■ SHORT TASK: Reproduce the listing from the line containing "Practice task. Find the wooden porch" through the final line, including both, and keep every line. Offset each coordinate in the bracketed [x, y] points by adding 146.

■ DATASET ENTRIES:
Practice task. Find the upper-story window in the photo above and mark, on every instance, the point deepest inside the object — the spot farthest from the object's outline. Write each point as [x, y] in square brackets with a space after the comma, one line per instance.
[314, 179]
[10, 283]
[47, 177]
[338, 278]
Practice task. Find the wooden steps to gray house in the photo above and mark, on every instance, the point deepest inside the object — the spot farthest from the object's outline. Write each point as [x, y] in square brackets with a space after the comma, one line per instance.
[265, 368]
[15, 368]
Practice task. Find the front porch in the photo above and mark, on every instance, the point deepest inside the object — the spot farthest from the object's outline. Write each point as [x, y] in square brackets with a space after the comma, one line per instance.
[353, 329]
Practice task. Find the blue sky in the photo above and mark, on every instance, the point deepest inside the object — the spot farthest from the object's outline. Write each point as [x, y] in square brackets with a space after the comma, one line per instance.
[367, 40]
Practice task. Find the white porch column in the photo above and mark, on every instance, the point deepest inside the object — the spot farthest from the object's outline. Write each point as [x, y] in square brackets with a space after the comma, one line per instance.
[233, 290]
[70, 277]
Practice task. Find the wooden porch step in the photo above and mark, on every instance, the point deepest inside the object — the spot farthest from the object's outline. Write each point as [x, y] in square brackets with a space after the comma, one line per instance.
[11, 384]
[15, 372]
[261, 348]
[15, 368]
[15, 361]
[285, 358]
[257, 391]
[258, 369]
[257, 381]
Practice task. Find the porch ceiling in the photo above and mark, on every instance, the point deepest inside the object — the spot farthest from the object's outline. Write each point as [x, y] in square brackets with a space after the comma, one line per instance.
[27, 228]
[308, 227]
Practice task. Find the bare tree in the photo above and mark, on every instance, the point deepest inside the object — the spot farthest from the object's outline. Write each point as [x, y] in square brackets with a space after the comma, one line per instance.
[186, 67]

■ CORRECT ANSWER:
Practice task. Find the wooden porch step in the photo above and mark, on every instance, the point deepest inside the object — the spot farthest from the object's outline. Write each point as [x, y] in square brackets with a space after the comma, one line per instance.
[157, 530]
[161, 518]
[407, 494]
[161, 514]
[161, 507]
[431, 504]
[403, 537]
[404, 515]
[403, 527]
Practice task. Find the porch ceiling in the photo above and mark, on every instance, the point deepest inside the object — the spot farthest from the object's outline. Write each point as [x, y] in square brackets with a space after the comma, one line per instance.
[173, 374]
[454, 373]
Practice task. Find the bare tree in the photo above and mark, on every instance, the point deepest inside the object — the spot farthest from the object's outline. Write each point as [x, y] in square brackets with a space after the comma, one line per instance.
[332, 213]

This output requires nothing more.